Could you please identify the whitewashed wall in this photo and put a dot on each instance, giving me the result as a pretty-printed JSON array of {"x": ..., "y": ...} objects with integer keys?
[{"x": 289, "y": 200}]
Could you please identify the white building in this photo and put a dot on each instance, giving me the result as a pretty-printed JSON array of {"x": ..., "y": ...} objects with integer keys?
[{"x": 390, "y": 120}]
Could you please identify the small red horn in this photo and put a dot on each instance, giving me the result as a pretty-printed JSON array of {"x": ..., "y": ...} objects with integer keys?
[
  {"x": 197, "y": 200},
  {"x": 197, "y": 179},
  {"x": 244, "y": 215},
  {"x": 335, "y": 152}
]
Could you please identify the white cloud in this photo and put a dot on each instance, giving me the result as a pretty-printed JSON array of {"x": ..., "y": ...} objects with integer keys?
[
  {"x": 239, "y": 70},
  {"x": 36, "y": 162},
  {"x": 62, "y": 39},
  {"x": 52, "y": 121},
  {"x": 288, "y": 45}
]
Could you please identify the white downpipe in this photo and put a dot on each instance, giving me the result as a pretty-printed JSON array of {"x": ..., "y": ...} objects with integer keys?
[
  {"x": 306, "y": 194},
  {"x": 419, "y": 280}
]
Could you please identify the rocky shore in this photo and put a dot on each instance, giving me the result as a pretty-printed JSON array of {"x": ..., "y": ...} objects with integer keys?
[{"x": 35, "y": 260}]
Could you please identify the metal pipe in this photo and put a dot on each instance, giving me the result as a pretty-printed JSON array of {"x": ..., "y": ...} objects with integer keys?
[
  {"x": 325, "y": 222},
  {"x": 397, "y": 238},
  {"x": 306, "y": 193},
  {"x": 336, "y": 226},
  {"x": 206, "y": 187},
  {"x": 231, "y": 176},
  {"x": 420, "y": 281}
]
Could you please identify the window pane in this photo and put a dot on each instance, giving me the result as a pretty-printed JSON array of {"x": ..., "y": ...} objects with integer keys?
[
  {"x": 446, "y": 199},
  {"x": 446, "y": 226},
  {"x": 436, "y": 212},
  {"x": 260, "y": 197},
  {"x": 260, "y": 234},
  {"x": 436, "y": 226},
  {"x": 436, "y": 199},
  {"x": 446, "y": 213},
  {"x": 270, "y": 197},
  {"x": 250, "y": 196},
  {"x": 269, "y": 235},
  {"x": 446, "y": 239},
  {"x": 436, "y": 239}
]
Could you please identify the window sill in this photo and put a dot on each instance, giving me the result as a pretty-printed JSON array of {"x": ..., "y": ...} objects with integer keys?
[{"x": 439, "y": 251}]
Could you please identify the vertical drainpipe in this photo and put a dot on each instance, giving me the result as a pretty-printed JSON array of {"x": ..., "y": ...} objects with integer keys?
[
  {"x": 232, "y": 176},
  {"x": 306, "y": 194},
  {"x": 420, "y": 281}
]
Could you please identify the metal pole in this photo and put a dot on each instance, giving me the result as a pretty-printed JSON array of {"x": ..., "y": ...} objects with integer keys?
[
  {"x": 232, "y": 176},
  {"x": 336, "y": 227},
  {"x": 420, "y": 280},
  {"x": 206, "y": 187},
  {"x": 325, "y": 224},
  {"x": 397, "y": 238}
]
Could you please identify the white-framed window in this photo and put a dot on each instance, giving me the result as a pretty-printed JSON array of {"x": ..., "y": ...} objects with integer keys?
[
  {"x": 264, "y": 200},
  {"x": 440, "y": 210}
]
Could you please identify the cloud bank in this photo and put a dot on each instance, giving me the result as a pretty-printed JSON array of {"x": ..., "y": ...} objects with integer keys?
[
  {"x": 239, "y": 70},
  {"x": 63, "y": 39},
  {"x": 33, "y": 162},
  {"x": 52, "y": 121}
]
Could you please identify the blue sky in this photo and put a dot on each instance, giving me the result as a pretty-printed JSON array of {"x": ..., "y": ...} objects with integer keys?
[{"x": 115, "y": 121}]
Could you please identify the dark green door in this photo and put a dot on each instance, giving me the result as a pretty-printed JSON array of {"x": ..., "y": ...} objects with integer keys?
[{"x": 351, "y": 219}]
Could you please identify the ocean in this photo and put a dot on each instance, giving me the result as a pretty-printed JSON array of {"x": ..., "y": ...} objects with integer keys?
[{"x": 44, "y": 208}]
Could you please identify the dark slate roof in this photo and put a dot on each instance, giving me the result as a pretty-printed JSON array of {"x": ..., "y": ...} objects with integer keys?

════

_WHAT IS REQUIRED_.
Your task is to reproduce all the data exactly as shown.

_ANSWER SPACE_.
Could you please identify the whitewashed wall in this photo and put a dot on each instance, giving me the result as a pretty-printed JSON array of {"x": ..., "y": ...} objects with integer keys?
[{"x": 289, "y": 200}]
Could you please identify the white building in this photo and put a dot on each instance, giving me the result as a pretty-printed JSON array of {"x": ..., "y": ...} objects with integer keys?
[{"x": 390, "y": 120}]
Could you please identify the small red horn in this photo and put a dot on each instance, giving me the result as a pretty-printed JSON array of {"x": ..., "y": ...} objects with integer keys?
[
  {"x": 197, "y": 200},
  {"x": 197, "y": 179},
  {"x": 244, "y": 215},
  {"x": 335, "y": 152}
]
Could you please identify the white cloud in this photo and put a dot on each instance, giving me the result as a pretty-printed JSON array of {"x": ..., "y": ...} objects with integer keys?
[
  {"x": 239, "y": 70},
  {"x": 36, "y": 162},
  {"x": 62, "y": 39},
  {"x": 52, "y": 121},
  {"x": 288, "y": 45}
]
Could you please identify the white downpipe in this photo and put a dot on each instance, giving me the result as a pretty-printed JSON array of {"x": ..., "y": ...} objects with integer keys?
[
  {"x": 306, "y": 194},
  {"x": 419, "y": 280}
]
Could you please identify the rocky shore in this photo and put a dot on each instance, giving me the result as a pretty-printed JSON array of {"x": ..., "y": ...} objects with integer keys?
[{"x": 35, "y": 260}]
Could you please identify the metal pipe in this photo and put a dot on each instance, giving me the result as a pretty-printed JSON array of {"x": ..., "y": ...} objects with integer keys?
[
  {"x": 325, "y": 222},
  {"x": 397, "y": 238},
  {"x": 306, "y": 193},
  {"x": 336, "y": 226},
  {"x": 206, "y": 187},
  {"x": 231, "y": 176},
  {"x": 420, "y": 281}
]
Could you please identify the window pane in this photo and put a dot on each instance, giving me the result as a pretty-printed JSON array of {"x": ..., "y": ...} objects with integer keys?
[
  {"x": 446, "y": 199},
  {"x": 446, "y": 226},
  {"x": 436, "y": 212},
  {"x": 260, "y": 197},
  {"x": 260, "y": 234},
  {"x": 436, "y": 226},
  {"x": 436, "y": 199},
  {"x": 446, "y": 213},
  {"x": 270, "y": 197},
  {"x": 250, "y": 196},
  {"x": 269, "y": 235},
  {"x": 446, "y": 239},
  {"x": 436, "y": 239}
]
Could you please identify the window sill in this photo and put a dot on each instance, giving me the result as a pretty-printed JSON array of {"x": ..., "y": ...} objects with integer keys?
[{"x": 439, "y": 251}]
Could you please identify the vertical drainpipe in this photo and put a dot on each instance, giving me the result as a pretty-printed JSON array of {"x": ..., "y": ...} objects with integer keys?
[
  {"x": 232, "y": 176},
  {"x": 306, "y": 194},
  {"x": 420, "y": 281}
]
Could you please identify the metal pole in this photo and put a dot on each instance, giving me the result as a pretty-printed JSON array of {"x": ..., "y": ...} objects with integer keys?
[
  {"x": 232, "y": 176},
  {"x": 336, "y": 227},
  {"x": 420, "y": 280},
  {"x": 206, "y": 187},
  {"x": 325, "y": 224},
  {"x": 397, "y": 238}
]
Could you please identify the white-framed window in this photo and put a dot on each instance, giving me the result as a pretty-printed JSON array of {"x": ..., "y": ...} objects with integer keys?
[
  {"x": 264, "y": 200},
  {"x": 440, "y": 210}
]
Could you please identify the cloud bank in this photo and put a dot on each instance, giving me the result as a pretty-printed JSON array of {"x": ..., "y": ...} objects with integer keys?
[
  {"x": 239, "y": 70},
  {"x": 63, "y": 39},
  {"x": 33, "y": 162},
  {"x": 52, "y": 121}
]
Could you please identify the blue sky in this photo and put a dot on each instance, giving me the result as a pretty-printed JSON array of {"x": ..., "y": ...} objects with integer keys?
[{"x": 115, "y": 121}]
Could you please identify the dark green door in this photo and put a dot on each instance, giving me the result as a pretty-printed JSON array of {"x": ..., "y": ...} objects with integer keys?
[{"x": 351, "y": 219}]
Could you please identify the ocean in this photo and put a dot on each instance, giving me the result as a pretty-printed JSON array of {"x": ..., "y": ...} objects with integer keys?
[{"x": 44, "y": 208}]
Could you please identify the dark slate roof in this photo and put a dot on each instance, giving me the result as a pretty-printed JSON array of {"x": ..., "y": ...} objects with integer keys?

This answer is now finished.